**The records**
----

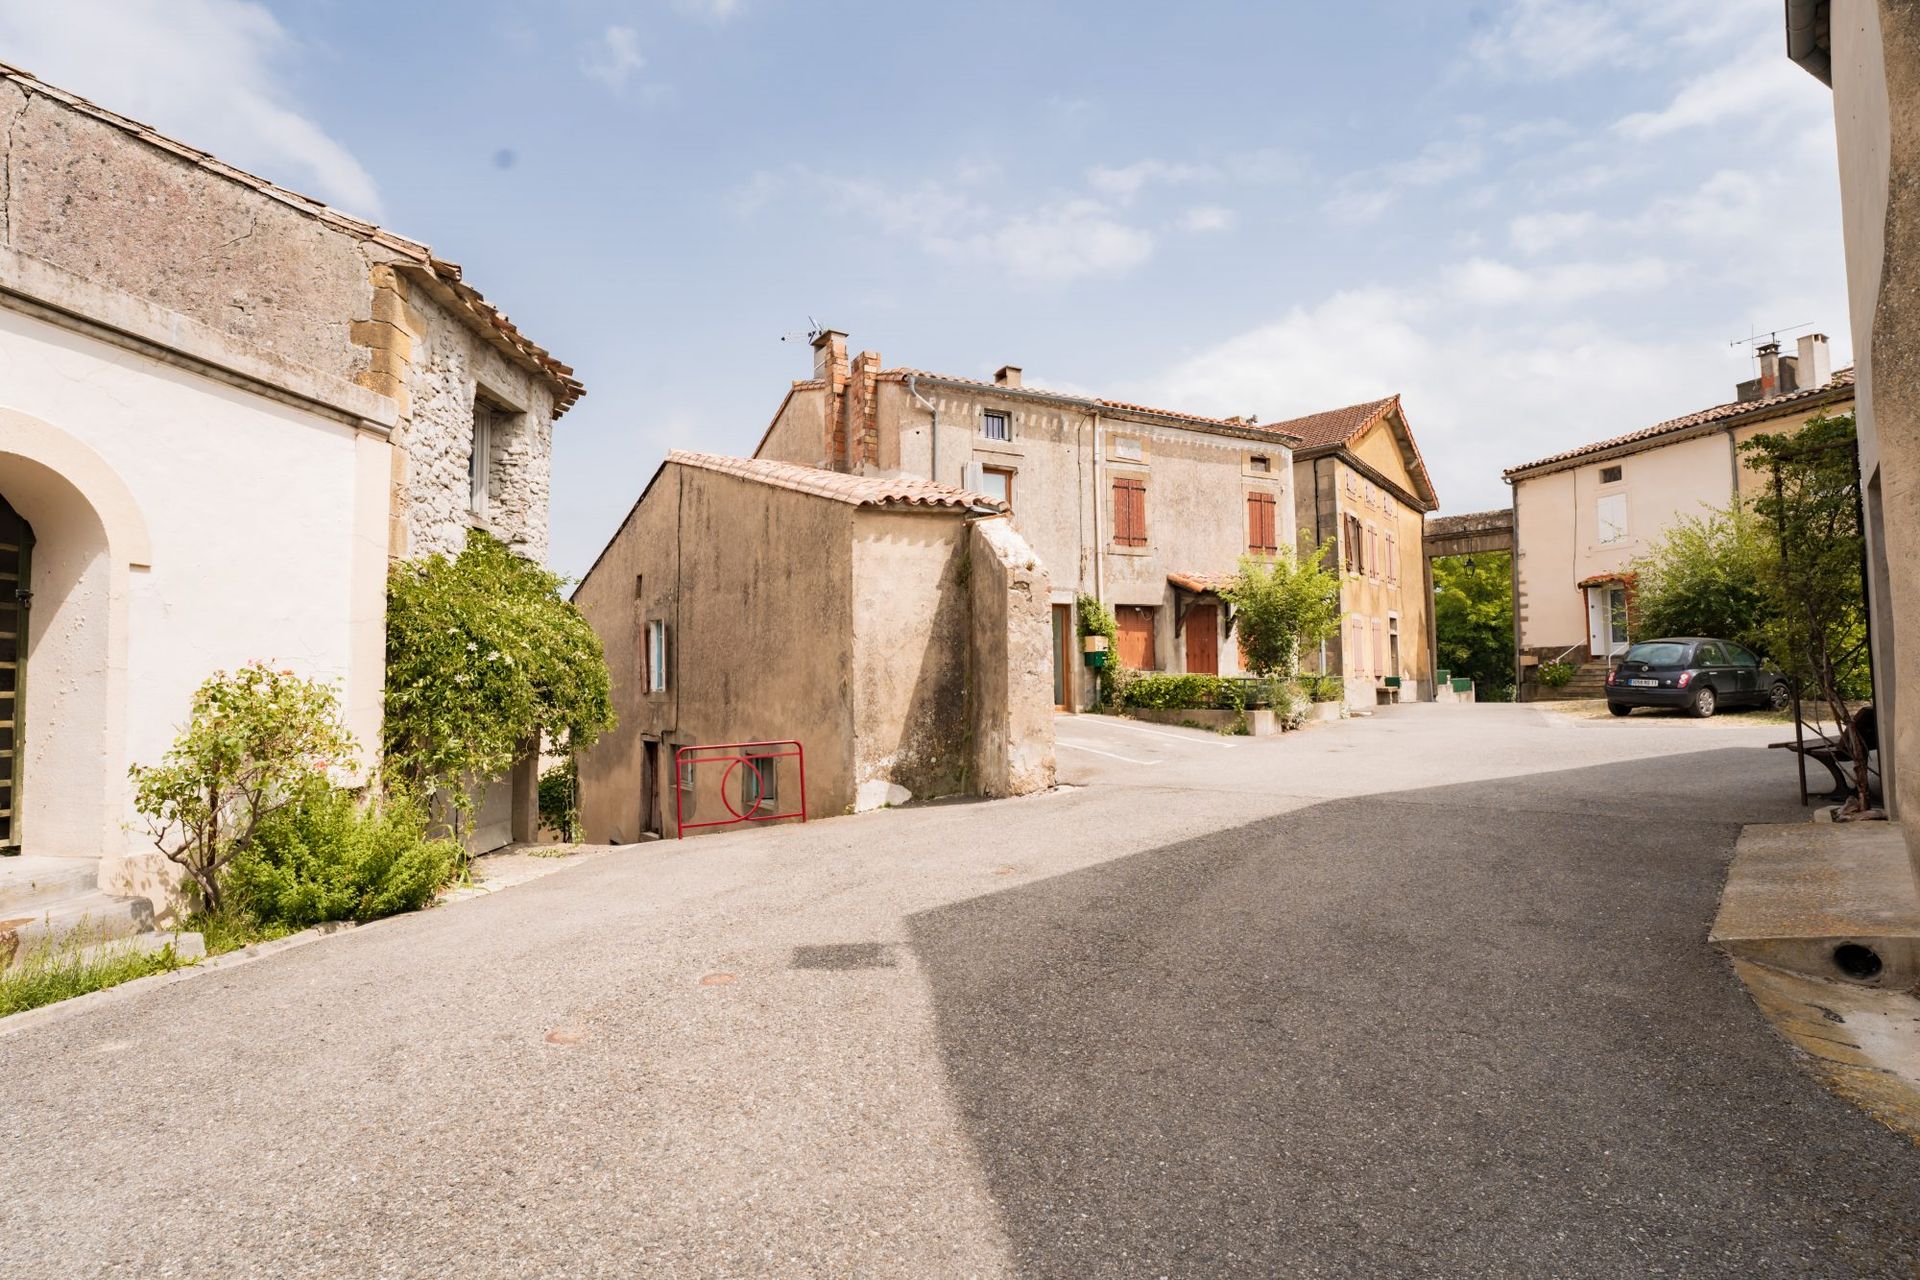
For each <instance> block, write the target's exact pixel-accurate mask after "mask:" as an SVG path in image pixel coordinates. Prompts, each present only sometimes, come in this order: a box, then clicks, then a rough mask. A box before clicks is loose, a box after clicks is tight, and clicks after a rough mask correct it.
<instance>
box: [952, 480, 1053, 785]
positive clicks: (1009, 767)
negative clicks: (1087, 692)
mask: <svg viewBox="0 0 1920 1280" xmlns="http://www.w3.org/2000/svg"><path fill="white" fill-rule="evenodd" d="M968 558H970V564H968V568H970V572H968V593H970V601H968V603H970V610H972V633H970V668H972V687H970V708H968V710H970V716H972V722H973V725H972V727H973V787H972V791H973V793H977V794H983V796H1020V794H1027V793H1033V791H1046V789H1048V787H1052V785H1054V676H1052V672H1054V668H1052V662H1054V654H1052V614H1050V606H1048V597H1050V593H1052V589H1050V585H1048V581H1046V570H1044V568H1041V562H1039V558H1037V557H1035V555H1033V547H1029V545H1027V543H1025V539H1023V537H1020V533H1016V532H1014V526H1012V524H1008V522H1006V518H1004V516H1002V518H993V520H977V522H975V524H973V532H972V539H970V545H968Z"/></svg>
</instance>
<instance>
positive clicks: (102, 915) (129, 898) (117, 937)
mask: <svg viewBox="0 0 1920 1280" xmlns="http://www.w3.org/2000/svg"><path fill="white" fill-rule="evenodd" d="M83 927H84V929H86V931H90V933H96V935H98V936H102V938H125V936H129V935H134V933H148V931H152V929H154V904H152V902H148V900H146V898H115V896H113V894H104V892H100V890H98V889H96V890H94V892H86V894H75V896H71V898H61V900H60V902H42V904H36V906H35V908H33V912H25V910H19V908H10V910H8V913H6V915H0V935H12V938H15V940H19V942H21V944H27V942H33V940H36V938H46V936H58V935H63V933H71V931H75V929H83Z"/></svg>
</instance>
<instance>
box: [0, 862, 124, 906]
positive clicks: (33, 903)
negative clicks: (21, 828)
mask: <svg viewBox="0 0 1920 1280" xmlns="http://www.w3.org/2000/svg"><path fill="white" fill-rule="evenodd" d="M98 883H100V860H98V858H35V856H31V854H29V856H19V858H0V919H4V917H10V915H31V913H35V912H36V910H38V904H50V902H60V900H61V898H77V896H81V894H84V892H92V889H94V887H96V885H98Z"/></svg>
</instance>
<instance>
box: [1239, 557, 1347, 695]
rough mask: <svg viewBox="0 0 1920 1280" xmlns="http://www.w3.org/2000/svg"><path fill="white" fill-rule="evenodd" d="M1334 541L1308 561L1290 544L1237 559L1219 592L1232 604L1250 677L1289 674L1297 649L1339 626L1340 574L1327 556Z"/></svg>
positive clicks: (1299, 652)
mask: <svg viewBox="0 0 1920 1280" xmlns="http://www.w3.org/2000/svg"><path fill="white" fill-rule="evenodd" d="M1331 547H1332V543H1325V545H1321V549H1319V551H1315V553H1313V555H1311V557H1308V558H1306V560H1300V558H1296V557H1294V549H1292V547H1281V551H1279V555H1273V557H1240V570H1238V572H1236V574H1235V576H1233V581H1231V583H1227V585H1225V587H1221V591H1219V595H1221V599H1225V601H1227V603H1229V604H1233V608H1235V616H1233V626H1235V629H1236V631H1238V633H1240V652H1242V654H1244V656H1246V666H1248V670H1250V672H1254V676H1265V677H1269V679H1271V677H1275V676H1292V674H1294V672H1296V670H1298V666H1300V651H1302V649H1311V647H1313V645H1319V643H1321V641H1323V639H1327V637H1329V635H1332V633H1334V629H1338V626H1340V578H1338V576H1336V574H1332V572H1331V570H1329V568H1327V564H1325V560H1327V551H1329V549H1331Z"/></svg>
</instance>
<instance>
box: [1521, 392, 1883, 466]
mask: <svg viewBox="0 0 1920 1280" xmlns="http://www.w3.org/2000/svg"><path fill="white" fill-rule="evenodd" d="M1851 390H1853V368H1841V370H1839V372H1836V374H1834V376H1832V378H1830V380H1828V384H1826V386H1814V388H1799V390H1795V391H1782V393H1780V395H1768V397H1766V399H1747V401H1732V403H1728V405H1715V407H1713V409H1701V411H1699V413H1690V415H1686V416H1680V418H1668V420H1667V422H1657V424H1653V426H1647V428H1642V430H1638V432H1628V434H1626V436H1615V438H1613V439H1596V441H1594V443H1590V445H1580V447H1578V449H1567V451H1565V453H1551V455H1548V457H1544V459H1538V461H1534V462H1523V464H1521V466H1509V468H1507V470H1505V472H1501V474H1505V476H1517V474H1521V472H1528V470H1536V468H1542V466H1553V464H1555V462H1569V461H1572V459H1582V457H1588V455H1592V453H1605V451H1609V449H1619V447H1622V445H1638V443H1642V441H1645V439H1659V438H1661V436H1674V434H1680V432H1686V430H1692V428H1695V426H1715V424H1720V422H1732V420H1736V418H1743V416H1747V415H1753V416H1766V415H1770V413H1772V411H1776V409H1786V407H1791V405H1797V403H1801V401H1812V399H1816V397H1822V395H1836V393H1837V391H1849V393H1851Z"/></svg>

----

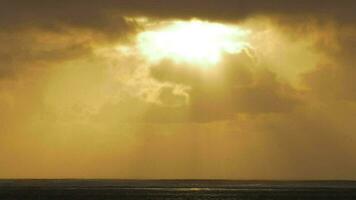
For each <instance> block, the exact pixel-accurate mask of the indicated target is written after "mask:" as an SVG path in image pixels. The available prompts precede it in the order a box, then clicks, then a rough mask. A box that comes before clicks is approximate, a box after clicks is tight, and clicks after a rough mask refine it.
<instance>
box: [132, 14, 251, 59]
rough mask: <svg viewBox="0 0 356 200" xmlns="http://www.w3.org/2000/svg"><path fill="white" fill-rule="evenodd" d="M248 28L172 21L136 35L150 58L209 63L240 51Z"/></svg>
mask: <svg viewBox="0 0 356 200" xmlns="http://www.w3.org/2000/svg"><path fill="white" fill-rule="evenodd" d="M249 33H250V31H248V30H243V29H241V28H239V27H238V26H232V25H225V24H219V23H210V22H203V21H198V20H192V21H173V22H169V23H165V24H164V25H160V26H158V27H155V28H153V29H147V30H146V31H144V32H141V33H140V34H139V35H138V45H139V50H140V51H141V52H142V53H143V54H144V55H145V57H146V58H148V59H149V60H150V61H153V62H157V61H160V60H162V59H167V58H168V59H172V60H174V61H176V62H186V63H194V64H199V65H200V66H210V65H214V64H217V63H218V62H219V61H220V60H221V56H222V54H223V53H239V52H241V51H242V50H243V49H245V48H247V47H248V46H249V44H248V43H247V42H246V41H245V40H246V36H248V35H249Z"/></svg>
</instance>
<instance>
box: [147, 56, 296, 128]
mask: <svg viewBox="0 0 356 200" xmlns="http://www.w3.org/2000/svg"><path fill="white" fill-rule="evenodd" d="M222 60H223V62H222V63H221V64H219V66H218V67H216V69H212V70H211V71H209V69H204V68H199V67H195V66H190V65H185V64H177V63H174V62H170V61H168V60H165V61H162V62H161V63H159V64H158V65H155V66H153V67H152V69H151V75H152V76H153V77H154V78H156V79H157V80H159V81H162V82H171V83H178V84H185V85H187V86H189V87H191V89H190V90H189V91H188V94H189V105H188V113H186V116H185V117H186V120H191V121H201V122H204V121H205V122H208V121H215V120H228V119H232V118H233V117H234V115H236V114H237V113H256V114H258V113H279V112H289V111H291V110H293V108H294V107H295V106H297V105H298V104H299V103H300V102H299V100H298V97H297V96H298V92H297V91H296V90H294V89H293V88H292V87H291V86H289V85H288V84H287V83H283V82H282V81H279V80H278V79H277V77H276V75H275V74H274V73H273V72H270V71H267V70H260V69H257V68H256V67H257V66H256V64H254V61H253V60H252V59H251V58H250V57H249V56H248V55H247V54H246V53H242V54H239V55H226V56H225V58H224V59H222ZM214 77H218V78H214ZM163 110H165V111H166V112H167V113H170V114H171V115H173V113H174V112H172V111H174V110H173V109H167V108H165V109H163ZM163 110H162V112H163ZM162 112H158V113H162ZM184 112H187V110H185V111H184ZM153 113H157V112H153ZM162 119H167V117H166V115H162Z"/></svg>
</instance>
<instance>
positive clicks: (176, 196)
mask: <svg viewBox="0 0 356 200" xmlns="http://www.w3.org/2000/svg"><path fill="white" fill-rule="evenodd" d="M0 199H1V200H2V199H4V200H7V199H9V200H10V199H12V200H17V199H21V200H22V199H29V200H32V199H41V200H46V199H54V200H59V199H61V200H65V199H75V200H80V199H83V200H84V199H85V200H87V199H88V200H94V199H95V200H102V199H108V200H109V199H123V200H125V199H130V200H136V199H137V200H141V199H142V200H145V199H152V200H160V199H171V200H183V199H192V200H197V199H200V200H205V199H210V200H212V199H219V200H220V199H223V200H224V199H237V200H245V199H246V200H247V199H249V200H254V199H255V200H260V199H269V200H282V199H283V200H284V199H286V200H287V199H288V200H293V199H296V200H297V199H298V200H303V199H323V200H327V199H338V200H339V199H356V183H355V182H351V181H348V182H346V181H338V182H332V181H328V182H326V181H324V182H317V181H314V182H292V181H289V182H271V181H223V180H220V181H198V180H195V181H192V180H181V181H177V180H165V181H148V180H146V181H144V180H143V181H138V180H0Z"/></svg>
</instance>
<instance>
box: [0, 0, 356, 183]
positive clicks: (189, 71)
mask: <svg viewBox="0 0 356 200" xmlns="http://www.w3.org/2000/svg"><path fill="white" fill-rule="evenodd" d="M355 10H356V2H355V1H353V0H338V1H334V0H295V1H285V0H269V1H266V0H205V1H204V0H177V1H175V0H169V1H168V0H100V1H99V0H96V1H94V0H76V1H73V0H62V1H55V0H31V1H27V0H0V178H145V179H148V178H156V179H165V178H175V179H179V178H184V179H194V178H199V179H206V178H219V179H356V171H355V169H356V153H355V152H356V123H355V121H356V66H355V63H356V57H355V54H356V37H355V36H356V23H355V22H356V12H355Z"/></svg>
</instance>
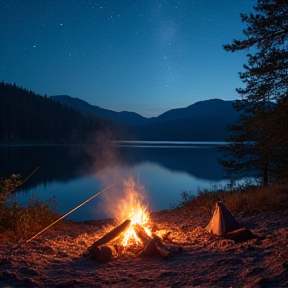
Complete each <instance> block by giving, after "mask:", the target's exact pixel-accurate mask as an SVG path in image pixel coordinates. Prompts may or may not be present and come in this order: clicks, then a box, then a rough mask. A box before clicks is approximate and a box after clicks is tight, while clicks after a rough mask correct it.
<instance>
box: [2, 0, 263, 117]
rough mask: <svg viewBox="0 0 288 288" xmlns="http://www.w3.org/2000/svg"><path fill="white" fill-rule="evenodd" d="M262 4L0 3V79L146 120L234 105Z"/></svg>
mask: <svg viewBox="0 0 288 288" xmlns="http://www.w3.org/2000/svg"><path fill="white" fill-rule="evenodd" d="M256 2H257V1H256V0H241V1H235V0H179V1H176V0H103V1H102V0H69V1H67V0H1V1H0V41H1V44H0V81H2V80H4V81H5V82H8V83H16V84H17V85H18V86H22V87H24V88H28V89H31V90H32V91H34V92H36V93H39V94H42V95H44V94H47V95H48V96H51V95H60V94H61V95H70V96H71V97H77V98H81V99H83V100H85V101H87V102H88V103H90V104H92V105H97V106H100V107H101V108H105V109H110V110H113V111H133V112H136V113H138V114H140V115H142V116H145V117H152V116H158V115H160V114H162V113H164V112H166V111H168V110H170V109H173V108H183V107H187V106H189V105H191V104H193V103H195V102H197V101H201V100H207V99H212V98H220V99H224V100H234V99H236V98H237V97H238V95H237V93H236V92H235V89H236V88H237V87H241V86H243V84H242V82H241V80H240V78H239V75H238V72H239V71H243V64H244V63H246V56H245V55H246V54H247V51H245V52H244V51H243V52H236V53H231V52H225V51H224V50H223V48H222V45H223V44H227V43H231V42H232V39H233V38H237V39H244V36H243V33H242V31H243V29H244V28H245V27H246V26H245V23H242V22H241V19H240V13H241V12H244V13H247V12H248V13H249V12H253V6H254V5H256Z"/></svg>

----

**Work task**
Go over the entries above and say how many lines hold the string "pixel", with no other text.

**Solution for this task**
3